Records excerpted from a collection
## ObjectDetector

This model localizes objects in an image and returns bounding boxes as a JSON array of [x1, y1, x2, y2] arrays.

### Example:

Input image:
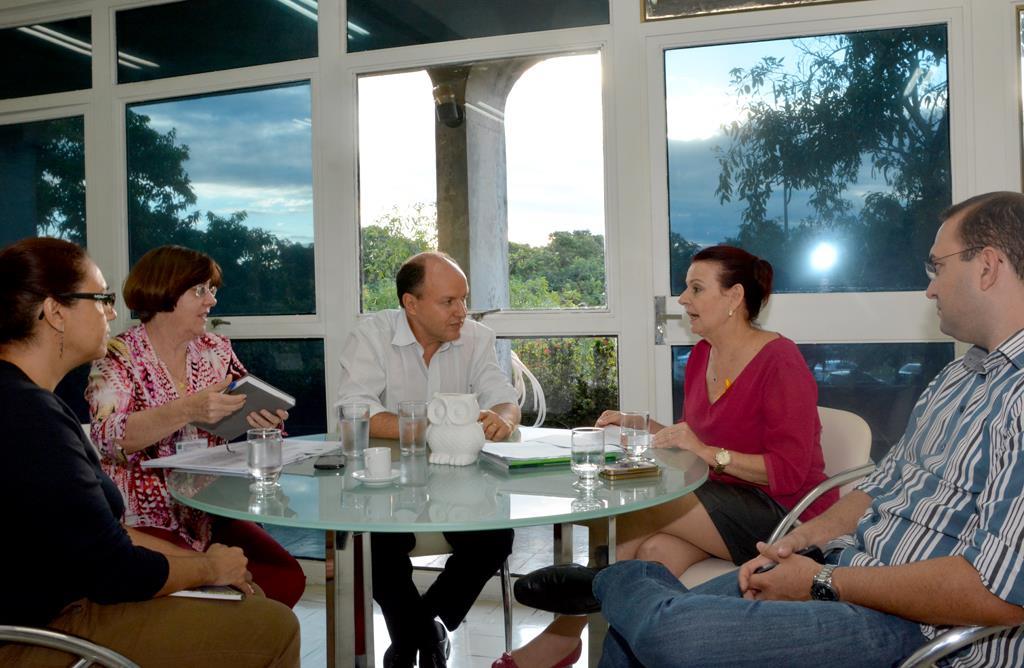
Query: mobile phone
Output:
[[753, 545, 825, 575], [313, 453, 345, 471]]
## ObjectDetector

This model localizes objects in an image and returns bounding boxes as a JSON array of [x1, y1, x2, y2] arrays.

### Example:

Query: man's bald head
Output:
[[394, 251, 466, 308]]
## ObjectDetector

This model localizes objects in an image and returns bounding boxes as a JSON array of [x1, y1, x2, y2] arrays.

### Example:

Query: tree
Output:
[[715, 26, 951, 290]]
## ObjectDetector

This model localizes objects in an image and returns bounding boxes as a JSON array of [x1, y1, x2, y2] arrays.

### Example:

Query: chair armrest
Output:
[[0, 626, 139, 668], [899, 626, 1013, 668], [768, 463, 874, 545]]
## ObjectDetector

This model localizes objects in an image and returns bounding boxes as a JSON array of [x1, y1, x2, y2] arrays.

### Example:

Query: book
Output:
[[480, 434, 618, 471], [195, 374, 295, 441], [171, 585, 244, 600]]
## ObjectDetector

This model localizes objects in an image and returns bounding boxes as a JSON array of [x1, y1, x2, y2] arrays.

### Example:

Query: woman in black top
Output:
[[0, 239, 299, 666]]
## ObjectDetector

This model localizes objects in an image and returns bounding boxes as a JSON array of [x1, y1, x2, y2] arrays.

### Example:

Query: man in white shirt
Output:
[[338, 253, 520, 668]]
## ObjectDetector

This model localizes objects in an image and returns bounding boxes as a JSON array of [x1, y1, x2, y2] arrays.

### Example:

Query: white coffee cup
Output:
[[362, 448, 391, 478]]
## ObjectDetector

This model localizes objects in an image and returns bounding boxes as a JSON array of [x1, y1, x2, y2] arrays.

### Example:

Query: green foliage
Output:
[[512, 336, 618, 428], [359, 202, 437, 311], [708, 26, 951, 290]]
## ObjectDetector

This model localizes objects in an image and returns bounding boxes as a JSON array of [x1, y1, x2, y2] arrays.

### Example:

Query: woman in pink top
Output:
[[86, 246, 305, 607], [496, 246, 839, 668]]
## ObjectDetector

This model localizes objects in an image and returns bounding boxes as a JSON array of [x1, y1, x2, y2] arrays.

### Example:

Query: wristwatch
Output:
[[713, 448, 732, 473], [811, 563, 839, 600]]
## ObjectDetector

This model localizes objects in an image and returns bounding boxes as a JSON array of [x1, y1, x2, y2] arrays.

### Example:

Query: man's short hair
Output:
[[939, 191, 1024, 279], [394, 251, 459, 308]]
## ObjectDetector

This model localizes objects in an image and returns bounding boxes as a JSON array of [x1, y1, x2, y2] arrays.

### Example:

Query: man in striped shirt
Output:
[[594, 193, 1024, 667]]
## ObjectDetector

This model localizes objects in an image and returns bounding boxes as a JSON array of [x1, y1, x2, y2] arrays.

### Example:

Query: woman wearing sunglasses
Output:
[[0, 238, 299, 666], [86, 246, 305, 607]]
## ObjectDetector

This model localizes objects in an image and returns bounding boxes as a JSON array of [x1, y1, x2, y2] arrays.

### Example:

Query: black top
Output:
[[0, 360, 168, 626]]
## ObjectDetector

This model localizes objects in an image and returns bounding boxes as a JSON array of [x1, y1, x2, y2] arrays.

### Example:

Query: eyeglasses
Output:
[[57, 292, 118, 308], [191, 283, 217, 299], [925, 246, 984, 281], [39, 292, 118, 320]]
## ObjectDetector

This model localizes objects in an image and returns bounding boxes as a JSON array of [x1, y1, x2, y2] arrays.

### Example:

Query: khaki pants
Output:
[[0, 591, 299, 668]]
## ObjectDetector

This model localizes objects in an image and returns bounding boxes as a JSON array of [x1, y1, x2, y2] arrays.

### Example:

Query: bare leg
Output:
[[503, 615, 587, 668]]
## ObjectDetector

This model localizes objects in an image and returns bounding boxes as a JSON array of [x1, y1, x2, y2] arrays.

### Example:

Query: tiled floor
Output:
[[295, 527, 587, 668]]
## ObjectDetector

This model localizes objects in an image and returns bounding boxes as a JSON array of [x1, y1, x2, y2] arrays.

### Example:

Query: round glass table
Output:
[[167, 428, 708, 666]]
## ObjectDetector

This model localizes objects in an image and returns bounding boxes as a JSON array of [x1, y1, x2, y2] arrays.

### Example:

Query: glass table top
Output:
[[167, 432, 708, 532]]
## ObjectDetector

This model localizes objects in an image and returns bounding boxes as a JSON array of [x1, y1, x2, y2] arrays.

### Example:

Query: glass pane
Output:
[[0, 116, 85, 247], [116, 0, 317, 83], [126, 82, 315, 316], [502, 336, 618, 429], [672, 343, 953, 461], [347, 0, 608, 52], [665, 26, 951, 294], [643, 0, 868, 20], [0, 16, 92, 98], [231, 339, 327, 436], [358, 53, 607, 311]]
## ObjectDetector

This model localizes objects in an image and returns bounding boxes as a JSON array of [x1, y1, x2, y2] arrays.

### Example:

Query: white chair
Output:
[[511, 350, 548, 427], [679, 406, 874, 589], [0, 626, 139, 668], [409, 532, 512, 652]]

[The problem]
Report how many lines in the records above contain the string "white", treating case as significant. Give only the number.

[The response]
3